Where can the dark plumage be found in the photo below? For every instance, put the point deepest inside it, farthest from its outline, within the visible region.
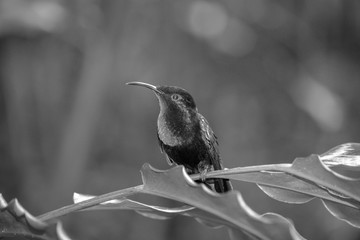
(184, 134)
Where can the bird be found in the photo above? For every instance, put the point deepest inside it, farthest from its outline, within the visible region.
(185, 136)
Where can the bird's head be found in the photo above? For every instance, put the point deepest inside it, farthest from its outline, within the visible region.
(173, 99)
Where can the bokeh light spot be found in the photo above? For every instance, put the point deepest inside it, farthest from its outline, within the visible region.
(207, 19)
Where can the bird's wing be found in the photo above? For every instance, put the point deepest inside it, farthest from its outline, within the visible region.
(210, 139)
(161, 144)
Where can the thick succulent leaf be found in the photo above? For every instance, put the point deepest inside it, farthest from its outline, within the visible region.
...
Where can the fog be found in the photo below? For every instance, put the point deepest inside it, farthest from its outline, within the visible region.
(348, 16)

Exercise
Reproduce the data beginning at the line containing "Where can the bokeh" and continuing through the line containing "Where can the thick", requests included. Scale each point coordinate in the answers by 1.6 and round it to the nearest whole number, with halves rounded up.

Solution for this exercise
Where can the bokeh light spot be found in the photo above? For every instance, put the point deepest inside it, farthest from its outline, within the visible region.
(331, 30)
Where can the bird's wing be found in the photo above? For every instance, put the point deepest inside it, farthest from its outline, within the visible region.
(336, 222)
(258, 230)
Where can the thick succulent leaf be found in the photo above? For every instance, put the point deepest inside it, farthest from its outline, within the visible region.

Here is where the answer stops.